Exercise prompt: Set every record down again, exactly and completely.
--------------------
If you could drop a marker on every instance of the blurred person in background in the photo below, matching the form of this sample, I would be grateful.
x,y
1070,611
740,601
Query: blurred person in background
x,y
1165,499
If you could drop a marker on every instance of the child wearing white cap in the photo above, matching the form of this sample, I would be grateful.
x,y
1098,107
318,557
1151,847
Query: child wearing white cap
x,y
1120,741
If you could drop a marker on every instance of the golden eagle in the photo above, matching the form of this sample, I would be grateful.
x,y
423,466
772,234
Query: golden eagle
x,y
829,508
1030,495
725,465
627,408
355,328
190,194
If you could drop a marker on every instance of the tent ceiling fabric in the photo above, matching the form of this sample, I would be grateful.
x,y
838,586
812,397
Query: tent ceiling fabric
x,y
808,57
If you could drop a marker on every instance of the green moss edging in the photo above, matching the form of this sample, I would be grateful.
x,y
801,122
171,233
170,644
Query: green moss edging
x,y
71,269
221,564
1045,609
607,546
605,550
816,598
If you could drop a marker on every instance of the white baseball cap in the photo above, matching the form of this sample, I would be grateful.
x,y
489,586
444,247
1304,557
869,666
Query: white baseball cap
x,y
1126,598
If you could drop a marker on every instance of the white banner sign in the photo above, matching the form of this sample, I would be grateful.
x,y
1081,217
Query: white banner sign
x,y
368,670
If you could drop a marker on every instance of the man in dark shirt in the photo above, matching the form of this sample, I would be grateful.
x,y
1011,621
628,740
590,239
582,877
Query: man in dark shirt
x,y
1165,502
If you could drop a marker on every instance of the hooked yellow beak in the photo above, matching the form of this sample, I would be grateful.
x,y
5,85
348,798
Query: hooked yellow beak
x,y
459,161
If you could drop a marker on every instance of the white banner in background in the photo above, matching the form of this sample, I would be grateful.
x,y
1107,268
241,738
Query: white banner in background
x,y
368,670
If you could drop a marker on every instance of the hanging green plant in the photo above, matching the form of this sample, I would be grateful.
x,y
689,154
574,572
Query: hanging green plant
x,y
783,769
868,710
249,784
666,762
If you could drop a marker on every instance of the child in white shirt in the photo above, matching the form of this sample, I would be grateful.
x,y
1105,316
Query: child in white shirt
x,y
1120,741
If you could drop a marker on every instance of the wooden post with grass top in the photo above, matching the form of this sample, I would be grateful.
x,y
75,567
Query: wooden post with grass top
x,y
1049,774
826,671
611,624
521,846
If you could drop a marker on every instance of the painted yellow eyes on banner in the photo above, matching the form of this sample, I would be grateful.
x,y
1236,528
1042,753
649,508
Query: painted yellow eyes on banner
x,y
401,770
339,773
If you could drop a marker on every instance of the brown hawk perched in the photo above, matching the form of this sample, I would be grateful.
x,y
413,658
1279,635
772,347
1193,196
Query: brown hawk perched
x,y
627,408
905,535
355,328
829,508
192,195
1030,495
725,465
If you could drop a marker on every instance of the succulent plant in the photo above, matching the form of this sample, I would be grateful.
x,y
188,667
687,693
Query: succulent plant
--------------------
Worked solution:
If you could drop a marker on every instance of the blurred person in background in the photo below, matching the form of this sample, I would be grateful.
x,y
1070,611
740,601
Query: blurred person in background
x,y
1165,499
If you could drop a marker on every instance of the child wearing white cap in the photo above, matching the form of this sample, I would be grateful.
x,y
1098,107
318,557
1151,847
Query: child wearing white cap
x,y
1120,741
If you could drop a marker on every instance of the golden eagle in the photo above, matching the form of this sample, I would be grateful.
x,y
423,466
772,234
Query: golden eagle
x,y
829,508
1030,495
725,465
627,408
355,328
190,194
If you could drop a marker on every instance of the tent ceiling fabric in the photo above, matching the form of this sample, I would be grateful.
x,y
838,586
812,397
Query: tent ceiling fabric
x,y
808,57
If you could drop a marker on every instance of the green moss edging in the photo above, matching the form of this sample, I would be grateful.
x,y
801,122
171,233
170,644
Query: green moss edging
x,y
71,269
221,564
1045,609
607,546
605,550
816,598
If you could drop a marker on every instance of the white baseball cap in the photo above, matching the form of this sample, I would be grateful.
x,y
489,586
444,247
1304,557
869,666
Query: white baseball cap
x,y
1126,598
If you could drop a marker on every instance of the white banner sign in the photo above, matching the form of this sample, I would be grateful.
x,y
1081,217
Query: white banner sign
x,y
368,670
If you could drop a marker on every instance of the man in dark shirt in the photo above, matching the form of this sample, I would be grateful.
x,y
1011,621
628,740
590,239
582,877
Query: man in dark shirt
x,y
1165,502
If you could drop a marker on every instance of the hooked yellow beak in the photo above, matching the form of this sample, I would be grateful.
x,y
5,85
348,798
Query: hooked yellow beak
x,y
459,161
If you could drop a marker on every instance of the white banner in background in the photo above, matching the form of this sample, I would be grateful.
x,y
1107,268
241,738
Query: white banner in background
x,y
368,670
If you could drop a marker on every instance of the hanging green plant in the photo above, matching the form of this sample, I would be grateful.
x,y
689,154
574,572
Query: hanging green plant
x,y
783,769
868,710
249,784
666,762
If you could drop a marker on every instance of the child in white shirt in the photo above, matching the form of this sample, I would be grateful.
x,y
1105,316
Query: child in white shirt
x,y
1120,741
If you could drop a marker on every instance of the wooden post with grass top in the photo above, matching the form of this sample, I would be grateful.
x,y
75,567
Query: wooden post with grass top
x,y
1049,774
826,671
611,624
521,846
If you could drop a marker on every instance of the painted yellow eyes on banner in the photo above, matching the form of this sample, I would be grateful.
x,y
1236,528
1042,753
649,508
Query: painted yellow eyes on banner
x,y
401,770
339,773
If you could drop a marker on every instance of the brown hawk perched in the photo above, matching the form of this sample, I would be grateful.
x,y
413,658
1279,635
772,347
1193,196
Query: brown hawk perched
x,y
627,408
905,535
355,328
829,508
192,195
1030,495
725,465
If you could drop a marker on every instance of the succulent plant in the photo above, matching the form of this sample, I would be grateful.
x,y
188,667
687,693
Query: succulent plant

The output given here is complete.